====== Текст документа ======

Семь главных лиц войны, 1918-1945: Параллельная история
Шрифт:
Сопоставление точек зрения позволяет увидеть, что, в то время как для немцев гарантии, данные Польше Чемберленом после оккупации Праги, означали прекращение политики умиротворения, в умах английских руководителей они означали далеко не то же самое. Во время переговоров в Мюнхене и позже именно англичане «вели в танце», «разыгрывая всадников на французских конях», как писала критиковавшая их правая французская пресса. В сущности, сказал Вайцзеккер, глава немецкой дипломатии, французскому послу Кулондру, «сражаться за Польшу нам приходится только с вами, а не с англичанами». Даладье и Бонне стояли на своем тверже, чем Галифакс и Чемберлен, отвергшие предложение Бонне объявить, что любое изменение в статусе Данцига будет рассматриваться как угроза Польше. Газета
Франция не желала войны. Во-первых, в силу пацифизма, во-вторых, потому что, по признанию генерала Вюймена, командующего ее военно-воздушными силами, последние «будут уничтожены за две недели». Несмотря на привычное бахвальство французских лидеров, Франция боялась поражения, представлявшегося ей фатальным. Но она последовала за своей союзницей Англией и дала Польше свои гарантии. «Ради чести», как сказал Черчилль и подтвердил Чемберлен.
Великобритания Чемберлена была готова отступать снова и снова, чтобы спасти мир, поскольку сильнее, чем Франция, гнушалась искать союза со Сталиным, считая его неспособным к эффективному наступлению. Можно с уверенностью предположить, что и французские правые лелеяли мысль о дальнейших уступках Германии с целью направить ее агрессию против большевиков. Правительство Даладье, в конце концов, убедило англичан попытаться создать «большой альянс» между Францией, Великобританией и СССР, за который ратовал Черчилль и которого добивался Литвинов, хотя английское руководство (кроме Черчилля, Идена, Криппса) занимало иную, прежде всего антисоветскую, позицию; оно охотно допустило бы нацификацию придунайской Европы («лучше Гитлер, чем Сталин») при условии, что та пройдет без насилия. Великобритания не боялась вторжения на свою территорию. А Франция, напротив, боялась.
Чемберлен продолжал политику умиротворения вплоть до объявления войны. И даже после. Даладье из страха потерпеть поражение следовал за ним. Все это и вылилось в «странную войну».
11 августа 1939 г. зять Муссолини граф Чиано отправился в Зальцбург, чтобы выяснить намерения фюрера относительно Польши. «В его резиденции в Фушль-ам-Зее Риббентроп, пока мы дожидались обеда, сообщил мне о решении Германии развязать войну. Он мне сказал об этом таким тоном, как будто о каком-то незначительном административном решении. Мы гуляли с ним в саду.

====== Исходные данные ======

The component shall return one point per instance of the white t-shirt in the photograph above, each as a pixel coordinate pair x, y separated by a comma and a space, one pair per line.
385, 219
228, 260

======

• _Задание 1_: Изложите в виде краткого списка абзац текста документа о предвоенной дипломатии, который начинается словами «Франция не желала войны». Сохраните его основные факты.
• _Задание 2_: Измените фрагмент текста документа о предвоенной дипломатии от «Великобритания Чемберлена была» по «Франция, напротив, боялась.» включительно: замените «Великобритания» на «Англия» и приведите этот фрагмент целиком.
• _Задание 3_: Напишите продолжение текста документа о дипломатии накануне Второй мировой войны, начав сразу после его последнего предложения.

• _Правильный ответ 1_:
- Франция не желала войны по двум причинам: из-за пацифизма и из-за слабости авиации. По признанию генерала Вюймена, командующего военно-воздушными силами, они «будут уничтожены за две недели».
- Вопреки привычному бахвальству своих лидеров Франция боялась поражения, которое казалось ей фатальным.
- Тем не менее она последовала за своей союзницей Англией и дала Польше гарантии «ради чести», как сказал Черчилль и подтвердил Чемберлен.

• _Правильный ответ 2_:
Англия Чемберлена была готова отступать снова и снова, чтобы спасти мир, поскольку сильнее, чем Франция, гнушалась искать союза со Сталиным, считая его неспособным к эффективному наступлению. Можно с уверенностью предположить, что и французские правые лелеяли мысль о дальнейших уступках Германии с целью направить ее агрессию против большевиков. Правительство Даладье, в конце концов, убедило англичан попытаться создать «большой альянс» между Францией, Великобританией и СССР, за который ратовал Черчилль и которого добивался Литвинов, хотя английское руководство (кроме Черчилля, Идена, Криппса) занимало иную, прежде всего антисоветскую, позицию; оно охотно допустило бы нацификацию придунайской Европы («лучше Гитлер, чем Сталин») при условии, что та пройдет без насилия. Англия не боялась вторжения на свою территорию. А Франция, напротив, боялась.

• _Правильный ответ 3_:
— Итак, господин Риббентроп, — спросил я, — чего же вы хотите в итоге? Данциг или коридор?
— Мы хотим большего, — ответил он, устремив на меня свой холодный взгляд. — Мы хотим войны»{73}.
Политические лидеры независимо от национальности, следует добавить, не могли допустить или вообразить, что Гитлер желает войны любой ценой. После всех ужасов Первой мировой сохранение мира казалось им основной целью их деятельности и величайшей ответственностью. Тем более что этот мир являлся гарантией приобретений и преимуществ, признанных и закрепленных ранее подписанными соглашениями. И поскольку обеспечение мира было для них символом веры, то ради него они в своих уступках агрессору переходили за грань возможного.
Гитлер же — совсем другое дело. Для него символом веры была война, и не только потому, что принесла бы выгоду. Он исходил из своей концепции немецкой расы, миссия которой, по его мнению, заключалась в утверждении себя силой, через войну. Долг Германии — господствовать над миром или не существовать вовсе.
Чтобы увлечь немцев на путь войны, потребовались вся его харизма и опьянение первыми успехами Третьего рейха. Свидетельства совпадают: если не считать ревностных нацистов, немецкое население реагировало на мобилизацию без особого воодушевления. «По пути на вокзал родственники и прохожие жались у обочины,
молчаливые, с озабоченными лицами. Какой контраст по сравнению с энтузиазмом населения, провожавшего войска на Первую мировую войну!» — отмечает Вайцзеккер{74}.2.
ОПРЕДЕЛЕНИЕ ГЛАВНОГО ВРАГА (1939–1941)
РАЗЛИЧИЕ МЕЖДУ ДВУМЯ ВОЙНАМИ
Так же как в начале Первой мировой войны, в 1939 г. казалось, что вновь вспыхнувшая война будет ограниченной. Гитлер не думал, что Великобритания и Франция станут воевать с Германией после ее нападения на Польшу, подобно императору Францу-Иосифу, который в 1914 г., открывая боевые действия против Сербии, не представлял себе, что игра альянсов приведет к всеевропейскому конфликту.
Тем не менее между двумя войнами есть большая разница.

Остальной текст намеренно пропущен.